## Your objective
Please reproduce the lines from the one containing "GET /detect?q=wedding dress&fmt=prose_corners" through the last line below, both included, with the requests kept. Multiply every box coordinate in the answers by 2.4 and round each to a whole number, with halves rounding up.

## Data to process
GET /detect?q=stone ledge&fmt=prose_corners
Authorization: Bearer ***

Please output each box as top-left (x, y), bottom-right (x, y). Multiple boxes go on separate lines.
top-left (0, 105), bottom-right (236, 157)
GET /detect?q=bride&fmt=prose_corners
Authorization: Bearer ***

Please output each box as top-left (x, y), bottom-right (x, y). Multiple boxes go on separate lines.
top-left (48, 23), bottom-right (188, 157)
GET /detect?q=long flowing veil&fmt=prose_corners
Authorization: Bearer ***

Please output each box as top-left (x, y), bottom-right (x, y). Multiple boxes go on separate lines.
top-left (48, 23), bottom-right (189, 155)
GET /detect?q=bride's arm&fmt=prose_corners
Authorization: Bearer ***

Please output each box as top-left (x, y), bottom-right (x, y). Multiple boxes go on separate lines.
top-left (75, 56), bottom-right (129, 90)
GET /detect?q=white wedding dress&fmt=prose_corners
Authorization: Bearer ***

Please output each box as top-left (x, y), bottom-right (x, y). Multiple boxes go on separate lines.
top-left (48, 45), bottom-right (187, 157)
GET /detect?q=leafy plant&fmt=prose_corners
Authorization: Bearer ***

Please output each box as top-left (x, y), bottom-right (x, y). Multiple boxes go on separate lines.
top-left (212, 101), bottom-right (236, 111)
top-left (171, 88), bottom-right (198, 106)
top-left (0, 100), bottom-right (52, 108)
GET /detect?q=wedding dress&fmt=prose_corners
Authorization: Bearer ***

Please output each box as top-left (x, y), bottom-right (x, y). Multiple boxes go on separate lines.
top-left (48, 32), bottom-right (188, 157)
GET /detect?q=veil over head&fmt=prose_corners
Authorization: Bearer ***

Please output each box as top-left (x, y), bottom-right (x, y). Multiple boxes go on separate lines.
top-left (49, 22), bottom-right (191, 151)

## Response
GET /detect?q=wedding dress&fmt=prose_corners
Authorization: Bearer ***

Please output each box as top-left (x, y), bottom-right (x, y). Multiple boxes go on separate lines.
top-left (115, 77), bottom-right (451, 377)
GET /detect?q=veil over head&fmt=prose_corners
Authorization: Bearer ***

Please output each box as top-left (x, y), bottom-right (x, y). Multiple boxes go on separate lines.
top-left (118, 53), bottom-right (458, 362)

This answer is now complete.